梁漱溟:西医是身体观,中医是生命观
2018/1/29 王阳明心学

     在当今学术界,有一个比较公认的提法,中国新儒家“三圣”——马一浮、熊十力、梁漱溟。梁先生是三人中活的时间最长,也是社会知名度最高的一位。

     人称他是“最后一个儒家”,对此我并不赞成,因为他三教融通、中西贯通,不能只归属于某一家,他是真正的国学大师。

     遗憾的是我没能拜见过他,不过我的导师朱伯崑先生经常提起他,北京大学的学兄们常常说朱先生很像梁漱溟。

    

     梁漱溟的眼力是惊人的,也是超人的!别的不说,就说对中医的看法,在民国时期那些国学大师眼里基本都是否定的、批判的,而梁先生对中医却情有独钟。这与他的孩子6岁时因腹水被西医治死多少有一点关系,但并不是最重要的。

     我想主要原因就是梁先生自己说的:“我思想中的根本观念是‘生命’‘自然’,看宇宙是活的,一切以自然为宗。”“根本观念”的不同正是中西医学的区別所在。

     起初他颇感困惑的是:为什么中西医都是治病,其对象应是一个,但两者竟是无法可以沟通的?通过研究与思考,他终于发现,原因就在于看待人体生命的“根本观念”不同。

     西医是身体观,中医是生命观。所谓“身体观”就是把人体看成是一个静态的、可分的物质实体,所谓“生命观”就是把人体看成一个动态的、不可分的“整个一体”。由此导致了两者根本方法的不同,西医是静的、科学的、数学化的、可分的方法;中医是动的、玄学的、正在运行中不可分的方法。

     但西医无论如何解剖,其所看到的仍仅是生命活动剩下的痕迹,而非生命活动的本身;中医沿袭道家的方法从生命正在活动时就参加体验,故其所得者乃为生命之活体。

     梁先生将这种不同概括为科学与玄学的不同。西医是走科学的路,中医是走玄学的路。“科学之所以为科学,即在其站在静的地方去客观地观察,他没有宇宙实体,只能立于外面来观察现象,故一切皆化为静;最后将一切现象,都化为数学方式表示出来,科学即是一切数学化。”

     科学但不一定真实,因为真实是动的不可分的,是整个一体的。在科学中恰没有此“动”,没有此“不可分”;所谓“动”“整个一体不可分”“通宇宙生命为一体”等,全是不能用眼向外看,用手向外摸,用耳向外听,乃至用心向外想所能得到的。

已保存条目
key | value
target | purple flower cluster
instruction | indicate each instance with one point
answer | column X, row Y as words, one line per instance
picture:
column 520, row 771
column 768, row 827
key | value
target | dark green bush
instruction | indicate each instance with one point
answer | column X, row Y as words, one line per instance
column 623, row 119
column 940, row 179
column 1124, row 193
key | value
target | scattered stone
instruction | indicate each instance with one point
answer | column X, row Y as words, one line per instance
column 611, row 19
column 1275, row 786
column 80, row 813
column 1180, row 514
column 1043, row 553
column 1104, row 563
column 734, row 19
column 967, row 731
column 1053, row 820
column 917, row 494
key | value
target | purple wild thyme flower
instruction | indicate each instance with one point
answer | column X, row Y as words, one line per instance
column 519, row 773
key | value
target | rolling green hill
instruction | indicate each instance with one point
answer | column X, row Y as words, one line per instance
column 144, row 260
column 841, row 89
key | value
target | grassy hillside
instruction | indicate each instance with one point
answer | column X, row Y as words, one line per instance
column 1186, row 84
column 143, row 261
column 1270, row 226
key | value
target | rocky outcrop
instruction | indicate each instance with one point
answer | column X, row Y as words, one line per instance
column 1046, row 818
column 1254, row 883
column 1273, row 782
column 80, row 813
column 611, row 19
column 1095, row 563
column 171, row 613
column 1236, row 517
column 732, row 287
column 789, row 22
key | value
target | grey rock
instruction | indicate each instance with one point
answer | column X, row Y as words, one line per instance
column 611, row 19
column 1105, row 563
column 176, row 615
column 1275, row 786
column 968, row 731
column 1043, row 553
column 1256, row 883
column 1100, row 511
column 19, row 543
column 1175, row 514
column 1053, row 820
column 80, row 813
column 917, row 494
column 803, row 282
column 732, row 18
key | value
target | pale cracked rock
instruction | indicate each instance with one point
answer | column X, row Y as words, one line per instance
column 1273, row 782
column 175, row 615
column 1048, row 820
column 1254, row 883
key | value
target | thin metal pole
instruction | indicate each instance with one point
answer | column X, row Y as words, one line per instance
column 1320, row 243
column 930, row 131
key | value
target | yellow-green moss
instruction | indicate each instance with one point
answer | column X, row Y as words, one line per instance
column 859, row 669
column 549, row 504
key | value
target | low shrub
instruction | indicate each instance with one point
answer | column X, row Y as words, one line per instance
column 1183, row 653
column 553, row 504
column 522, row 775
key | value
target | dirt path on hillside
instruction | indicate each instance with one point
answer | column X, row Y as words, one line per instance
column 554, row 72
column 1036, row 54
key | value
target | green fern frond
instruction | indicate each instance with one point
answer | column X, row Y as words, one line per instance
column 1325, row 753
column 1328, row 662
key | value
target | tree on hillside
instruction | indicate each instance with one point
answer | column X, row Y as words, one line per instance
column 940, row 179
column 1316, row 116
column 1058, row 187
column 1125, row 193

阅读问题 »
(a) 根据原文回答:
(i) 中国新儒家“三圣”指哪三位?
(ii) 梁漱溟的孩子几岁时、因什么病被西医治死?
(iii) 西医无论如何解剖,所看到的仍仅是什么?
(b) 把这篇谈梁漱溟中西医观的原文从最后一句之后续写下去。
这些材料与原文内容无关。

各题答案 »
(a)
(i) 马一浮、熊十力、梁漱溟。
(ii) 6岁,因腹水。
(iii) 生命活动剩下的痕迹,而非生命活动的本身。

(b)
     玄学恰是内求的,是“反”的,是收视返听,向内用力的。中国玄学是要人智慧不向外用,而返用之于自己生命,使生命成为智慧的,而非智慧为役于生命。

     道家与儒家都是用这种方法,其分别在于“儒家是用全副力量求能了解自己的心理,如所谓反省等;道家则是要求能了解自己的生理,其主要的工夫是静坐,静坐就是收视返听,不用眼看耳听外面”。

     中西医学的“根本观念”来源于中西方不同的哲学本体论。西方唯物论、唯心论两大阵营是对立的,中国则是统一的,可称为“唯生论”。生命本来就是一个统一的整体,不仅物心统一、身心统一,而且天人统一、物人统一。

    

     --以下内容来自梁漱溟 《这个世界会好吗?》

     【梁:梁漱溟 艾:艾恺】

     梁:两种执,我执,一种叫“分别我执”,“分别执”;一种叫“俱生执”,“俱生我执”。“俱生我执”就是与生俱来的,就是不等到分别就有。“俱生我执”很深,很隐--隐藏的“隐”,“分别我执”就浅。最深的也就是最有力量的我执啊,是我们生命、生活的根本。通常在活动中、生活中,都有一个“分别我执”在那儿活动。可是假定我们睡眠,最好的、最深沉的睡眠,一点梦都没有,大脑完全好像没有活动,睡得很深很深了,那个时候,“分别我执”就不显露了,可是“俱生我执”那还是一点也没有减弱,睡得沉的时候是这样。或者我受伤了,从高处摔下来受伤了,好像死了,虽然没有死,跟死差不多了,那个样子的时候也是“分别我执”没有了,可是“俱生我执”依然还在。所以“俱生我执”是很深的、很隐藏的,不大显露的,可是非常有力量。底下我就要说儒家跟佛家的分别了。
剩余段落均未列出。